Please convert into a Markdown table only the part of the records that opens with the line containing "Where can the green stem" and closes with the line containing "point(29, 28)", both lines included. Use a column named Row for the running number and a column named Entry for the line itself, and leave out blank lines.
━━━━━ Record excerpts ━━━━━
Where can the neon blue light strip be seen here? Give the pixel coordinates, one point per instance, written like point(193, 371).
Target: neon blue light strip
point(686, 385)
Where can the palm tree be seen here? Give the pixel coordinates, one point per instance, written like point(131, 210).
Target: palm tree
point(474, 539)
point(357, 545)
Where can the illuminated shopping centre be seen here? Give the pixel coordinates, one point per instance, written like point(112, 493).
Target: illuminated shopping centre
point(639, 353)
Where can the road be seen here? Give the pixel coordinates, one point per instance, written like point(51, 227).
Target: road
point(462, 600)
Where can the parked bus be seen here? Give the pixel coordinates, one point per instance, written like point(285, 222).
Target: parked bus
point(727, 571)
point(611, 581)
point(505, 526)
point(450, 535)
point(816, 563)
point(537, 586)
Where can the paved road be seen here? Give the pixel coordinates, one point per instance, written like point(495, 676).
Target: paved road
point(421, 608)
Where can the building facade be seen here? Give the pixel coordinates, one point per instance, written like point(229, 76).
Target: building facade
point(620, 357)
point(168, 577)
━━━━━
━━━━━ Record excerpts ━━━━━
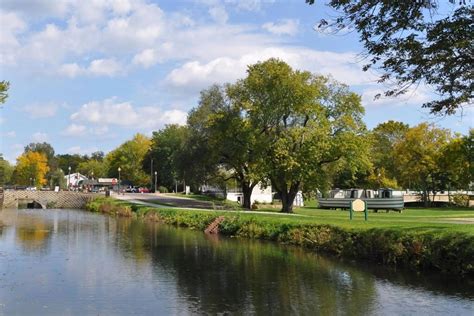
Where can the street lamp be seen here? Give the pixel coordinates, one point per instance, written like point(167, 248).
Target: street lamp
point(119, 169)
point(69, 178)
━━━━━
━━━━━ Record excerpts ━━━━━
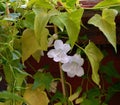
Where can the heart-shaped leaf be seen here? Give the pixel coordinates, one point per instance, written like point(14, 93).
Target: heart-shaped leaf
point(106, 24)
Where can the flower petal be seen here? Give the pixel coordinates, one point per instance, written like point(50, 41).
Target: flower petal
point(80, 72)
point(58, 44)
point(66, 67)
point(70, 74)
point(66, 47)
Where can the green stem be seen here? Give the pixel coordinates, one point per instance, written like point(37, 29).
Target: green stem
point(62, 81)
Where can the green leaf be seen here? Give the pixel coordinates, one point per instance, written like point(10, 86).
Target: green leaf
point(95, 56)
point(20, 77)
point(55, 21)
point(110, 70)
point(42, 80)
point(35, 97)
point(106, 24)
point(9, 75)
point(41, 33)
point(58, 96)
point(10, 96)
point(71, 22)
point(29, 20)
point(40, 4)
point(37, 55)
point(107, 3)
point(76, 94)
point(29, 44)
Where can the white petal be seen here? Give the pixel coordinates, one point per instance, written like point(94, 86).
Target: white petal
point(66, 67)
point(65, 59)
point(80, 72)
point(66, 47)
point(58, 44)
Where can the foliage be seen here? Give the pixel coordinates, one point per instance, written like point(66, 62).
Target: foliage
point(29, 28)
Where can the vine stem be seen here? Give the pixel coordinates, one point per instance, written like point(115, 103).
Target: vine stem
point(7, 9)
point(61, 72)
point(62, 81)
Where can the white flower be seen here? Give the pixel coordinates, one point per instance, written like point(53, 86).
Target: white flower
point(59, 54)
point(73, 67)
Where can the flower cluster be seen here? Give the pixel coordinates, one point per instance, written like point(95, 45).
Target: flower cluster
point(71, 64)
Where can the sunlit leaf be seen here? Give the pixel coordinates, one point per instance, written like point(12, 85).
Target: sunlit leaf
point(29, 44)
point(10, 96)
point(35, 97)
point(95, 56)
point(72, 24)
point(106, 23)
━━━━━
### Finished task
| Row | Entry |
|---|---|
| 1 | Where can the green stem be seen here? Give the pixel coordinates, one point per instance, written like point(37, 29). |
| 2 | Target: green stem |
| 3 | point(62, 81) |
| 4 | Where can the green leaf be seen here? Give the pixel coordinates, one point per instance, written like point(10, 86). |
| 5 | Target: green leaf |
| 6 | point(95, 56) |
| 7 | point(20, 77) |
| 8 | point(55, 21) |
| 9 | point(110, 70) |
| 10 | point(42, 80) |
| 11 | point(35, 97) |
| 12 | point(106, 24) |
| 13 | point(9, 75) |
| 14 | point(41, 33) |
| 15 | point(58, 96) |
| 16 | point(10, 96) |
| 17 | point(71, 22) |
| 18 | point(29, 20) |
| 19 | point(40, 4) |
| 20 | point(37, 55) |
| 21 | point(107, 3) |
| 22 | point(76, 94) |
| 23 | point(29, 44) |
| 24 | Where can the white petal be seen here? Give the pixel coordinates, one point per instance, written like point(94, 86). |
| 25 | Target: white petal |
| 26 | point(66, 67) |
| 27 | point(65, 59) |
| 28 | point(80, 72) |
| 29 | point(66, 47) |
| 30 | point(58, 44) |
| 31 | Where can the foliage be seen here? Give the pixel coordinates, one point per instance, written like point(66, 62). |
| 32 | Target: foliage |
| 33 | point(29, 28) |